EXERCISE GOAL: In the forum thread about The Lion King 3D, what release date does Flareth give after checking?

TEXT PASSAGE:
# The Lion King 3D



## SquishierCobra (Jul 17, 2011)

I just heard that they were releasing one of my old favorite childhood movies in Disney Digital 3d.

Good times...

It was truly epic for me as a kid, and still is.

it will be in theaters briefly before being on BluRay/DVD.

If you've never seen it, now's your chance to see Disney at its absolute BEST!


----------



## Lili (Jul 18, 2011)

Wait, TLK will be in theatres for a short period of time?

I HAVE TO SEE IT FOR THE UMPTEENTH TIME


----------



## Flareth (Jul 18, 2011)

Lili said:


> Wait, TLK will be in theatres for a short period of time?
> 
> I HAVE TO SEE IT FOR THE UMPTEENTH TIME


QFT. I have to check the date on this. 

SEPTEMBER 16TH! Can't wait.


----------



## Zapi (Jul 18, 2011)

Oh my gosh YES! This always has been and probably always will be my favorite Disney movie ever <3 am totally going to see this and getting it on bluray.


----------



## Flora (Jul 19, 2011)

We saw the trailer for this and my sister just said, "We're going to see this."

And we quite obviously are.


----------



## Vladimir Putin's LJ (Jul 19, 2011)

DATASET CONTENT:
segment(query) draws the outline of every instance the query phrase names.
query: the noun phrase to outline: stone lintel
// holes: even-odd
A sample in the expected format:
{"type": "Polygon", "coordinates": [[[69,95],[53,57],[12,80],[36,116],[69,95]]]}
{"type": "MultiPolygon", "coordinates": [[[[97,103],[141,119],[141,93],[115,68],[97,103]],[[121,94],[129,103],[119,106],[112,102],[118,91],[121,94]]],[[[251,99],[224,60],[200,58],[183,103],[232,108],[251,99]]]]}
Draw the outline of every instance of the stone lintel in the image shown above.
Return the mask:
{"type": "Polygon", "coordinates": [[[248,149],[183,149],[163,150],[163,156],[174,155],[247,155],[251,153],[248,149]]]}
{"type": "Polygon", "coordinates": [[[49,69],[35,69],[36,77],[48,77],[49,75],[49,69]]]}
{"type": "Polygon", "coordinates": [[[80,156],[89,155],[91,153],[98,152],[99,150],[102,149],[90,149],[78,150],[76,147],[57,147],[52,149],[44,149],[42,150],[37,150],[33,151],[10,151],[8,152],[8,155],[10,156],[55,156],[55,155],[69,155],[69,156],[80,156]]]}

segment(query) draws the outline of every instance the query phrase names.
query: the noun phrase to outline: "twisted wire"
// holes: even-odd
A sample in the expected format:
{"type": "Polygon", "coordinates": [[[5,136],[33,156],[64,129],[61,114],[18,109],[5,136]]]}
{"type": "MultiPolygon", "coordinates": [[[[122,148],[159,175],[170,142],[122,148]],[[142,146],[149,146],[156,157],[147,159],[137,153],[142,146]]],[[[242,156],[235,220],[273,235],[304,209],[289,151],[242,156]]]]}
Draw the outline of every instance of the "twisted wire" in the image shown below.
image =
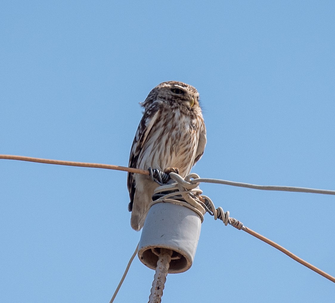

EXERCISE SOLUTION: September 16th.